| ACTION ITEM |
Could you retype the listing beneath, keeping each line exactly as it is?

| INPUT MATERIAL |

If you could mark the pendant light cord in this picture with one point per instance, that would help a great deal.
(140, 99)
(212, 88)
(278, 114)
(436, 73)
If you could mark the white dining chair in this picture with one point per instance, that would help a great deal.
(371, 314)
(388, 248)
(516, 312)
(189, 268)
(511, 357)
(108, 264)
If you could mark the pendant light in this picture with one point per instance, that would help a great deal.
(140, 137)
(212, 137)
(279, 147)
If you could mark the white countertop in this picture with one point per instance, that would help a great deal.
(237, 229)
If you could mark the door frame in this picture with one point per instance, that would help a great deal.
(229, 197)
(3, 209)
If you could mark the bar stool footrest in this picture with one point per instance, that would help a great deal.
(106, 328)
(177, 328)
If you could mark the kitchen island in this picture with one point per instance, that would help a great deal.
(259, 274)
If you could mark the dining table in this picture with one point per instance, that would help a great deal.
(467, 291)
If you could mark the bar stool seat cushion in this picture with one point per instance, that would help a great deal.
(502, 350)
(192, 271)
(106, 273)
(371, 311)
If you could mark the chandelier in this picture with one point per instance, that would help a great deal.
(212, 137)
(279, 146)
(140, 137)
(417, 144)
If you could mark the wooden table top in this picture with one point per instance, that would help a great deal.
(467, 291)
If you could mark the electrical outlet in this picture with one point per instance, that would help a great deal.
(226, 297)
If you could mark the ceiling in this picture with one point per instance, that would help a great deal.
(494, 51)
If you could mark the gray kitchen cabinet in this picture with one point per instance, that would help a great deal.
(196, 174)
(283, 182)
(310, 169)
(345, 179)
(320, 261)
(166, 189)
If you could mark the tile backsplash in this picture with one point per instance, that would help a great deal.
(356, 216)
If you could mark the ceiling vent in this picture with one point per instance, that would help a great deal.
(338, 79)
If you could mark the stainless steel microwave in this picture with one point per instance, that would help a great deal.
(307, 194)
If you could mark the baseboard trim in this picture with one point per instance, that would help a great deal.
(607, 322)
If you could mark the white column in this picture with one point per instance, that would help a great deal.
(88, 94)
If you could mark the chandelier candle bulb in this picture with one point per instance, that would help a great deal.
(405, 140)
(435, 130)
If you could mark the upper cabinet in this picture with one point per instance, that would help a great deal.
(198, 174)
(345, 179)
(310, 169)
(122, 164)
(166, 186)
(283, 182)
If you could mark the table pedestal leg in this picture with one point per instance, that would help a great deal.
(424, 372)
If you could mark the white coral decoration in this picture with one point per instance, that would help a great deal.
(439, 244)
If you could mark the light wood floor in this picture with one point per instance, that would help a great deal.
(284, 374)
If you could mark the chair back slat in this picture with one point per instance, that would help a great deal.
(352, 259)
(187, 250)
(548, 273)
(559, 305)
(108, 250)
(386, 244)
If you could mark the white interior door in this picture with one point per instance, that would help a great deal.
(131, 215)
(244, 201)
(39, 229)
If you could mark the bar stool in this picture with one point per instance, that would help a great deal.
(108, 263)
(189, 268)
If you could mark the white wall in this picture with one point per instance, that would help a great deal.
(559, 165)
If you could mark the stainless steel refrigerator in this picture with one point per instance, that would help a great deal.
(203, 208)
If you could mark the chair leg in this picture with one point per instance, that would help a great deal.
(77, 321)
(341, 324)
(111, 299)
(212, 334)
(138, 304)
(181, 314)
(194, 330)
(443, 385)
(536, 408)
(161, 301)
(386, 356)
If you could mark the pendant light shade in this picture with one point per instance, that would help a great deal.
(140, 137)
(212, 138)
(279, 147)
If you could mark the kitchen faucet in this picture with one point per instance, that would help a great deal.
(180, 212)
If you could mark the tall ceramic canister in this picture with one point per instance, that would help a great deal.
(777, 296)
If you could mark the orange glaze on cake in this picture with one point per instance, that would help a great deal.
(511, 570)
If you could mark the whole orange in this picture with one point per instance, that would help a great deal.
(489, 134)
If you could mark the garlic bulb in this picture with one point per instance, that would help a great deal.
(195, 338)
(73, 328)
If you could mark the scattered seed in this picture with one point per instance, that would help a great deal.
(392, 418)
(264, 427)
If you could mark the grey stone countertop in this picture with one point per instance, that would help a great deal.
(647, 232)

| SOLUTION TO THIS PROBLEM |
If you could mark the pendant light cord in this picture with one point per instance, that would help a great deal.
(140, 99)
(212, 88)
(278, 114)
(436, 73)
If you could mark the white dining chair in this picture with one point per instance, that would help a great deal.
(371, 314)
(388, 248)
(516, 312)
(189, 268)
(511, 357)
(108, 264)
If you could mark the pendant light in this picture with one point per instance, that would help a great deal.
(140, 137)
(212, 137)
(279, 147)
If you could mark the white countertop in this picture with one point per instance, that would help a great deal.
(237, 229)
If you could mark the door frame in this picture with one point per instance, that would help a great deal.
(229, 197)
(3, 209)
If you could mark the bar stool footrest in this picture with one point per instance, that would help a great deal.
(106, 328)
(177, 328)
If you could mark the kitchen island in this picture with one point per instance, that would help a great deal.
(259, 274)
If you could mark the dining table in this picture with one point per instance, that would help a great deal.
(467, 291)
If you could mark the bar stool seat cushion in this picture with one point per instance, that would help a great deal.
(502, 350)
(192, 271)
(106, 273)
(371, 311)
If you could mark the chandelier in this picture with one point per instance, that would help a great deal.
(212, 137)
(279, 146)
(140, 137)
(417, 144)
If you could mark the wooden table top in this picture with one point per instance, that would help a great deal.
(467, 291)
If you could mark the electrical outlet in this picture with one point per instance, that would help a great deal.
(226, 297)
If you could mark the ceiling in this picture with one point per instance, that would help a great deal.
(494, 51)
If you could mark the gray kitchen cabinet in this picture with one point per instance, that would help a great deal.
(196, 174)
(283, 182)
(310, 169)
(345, 179)
(320, 261)
(166, 189)
If you could mark the tile backsplash in this picture with one point per instance, that would help a great deal.
(356, 216)
If you could mark the ceiling vent in this picture with one point per instance, that would help a great deal.
(338, 79)
If you could mark the stainless steel microwave in this picture with one point per instance, that would help a great deal.
(307, 194)
If you could mark the baseboard trim in this picture with one point per instance, that would help a great deal.
(607, 322)
If you could mark the white column in this picture with one point per instance, that would help a great deal.
(88, 94)
If you could mark the chandelier candle bulb in this picture with one point per instance, that would help a great deal.
(405, 140)
(435, 130)
If you could mark the upper cabinet in this picture with one point per instance, that would help a great deal.
(198, 174)
(345, 179)
(310, 169)
(122, 164)
(166, 186)
(283, 182)
If you could mark the table pedestal leg in this picture with one point per instance, that would help a great deal.
(424, 372)
If you could mark the white coral decoration in this picture with one point per instance, that would help a great deal.
(439, 244)
If you could mark the light wood floor in this picture with one point per instance, that would help a great deal.
(284, 374)
If you could mark the chair back slat in this picture with one point per instance, that would help a great deal.
(352, 259)
(187, 250)
(548, 273)
(559, 305)
(108, 250)
(386, 244)
If you could mark the white interior door in this picture with one point per instance, that would help a great deal.
(131, 215)
(244, 201)
(39, 229)
If you could mark the bar stool in this picture with one point per instance, that would help a great deal.
(108, 263)
(189, 268)
If you could mark the white wall in this picture with one point per instance, that would help a great deal.
(559, 165)
If you could mark the stainless steel refrigerator in this picture with one point per instance, that would help a great deal.
(203, 208)
If you could mark the chair leg in this picture with one point per instance, that would help a great deal.
(77, 321)
(341, 324)
(111, 299)
(212, 334)
(138, 304)
(181, 314)
(194, 330)
(443, 385)
(536, 408)
(161, 301)
(386, 356)
If you could mark the pendant light shade in this picture with one point per instance, that would help a great deal.
(140, 137)
(212, 138)
(279, 147)
If you could mark the kitchen faucet in this picture with one point per instance, that would help a great deal.
(180, 212)
If you could mark the tall ceramic canister in this picture with one point per instance, that would help a great deal.
(777, 296)
If you could mark the orange glaze on cake in this picture with one point per instance, that would help a great deal.
(511, 570)
If you could mark the whole orange in this picture with one point per instance, that would help a great deal.
(489, 134)
If you could mark the garlic bulb in this picture with one point per instance, that would help a great deal.
(195, 338)
(73, 328)
If you could mark the scattered seed in this picture with one point per instance, that would help a great deal.
(392, 418)
(264, 427)
If you could mark the grey stone countertop in this picture with one point per instance, that would help a great deal.
(647, 232)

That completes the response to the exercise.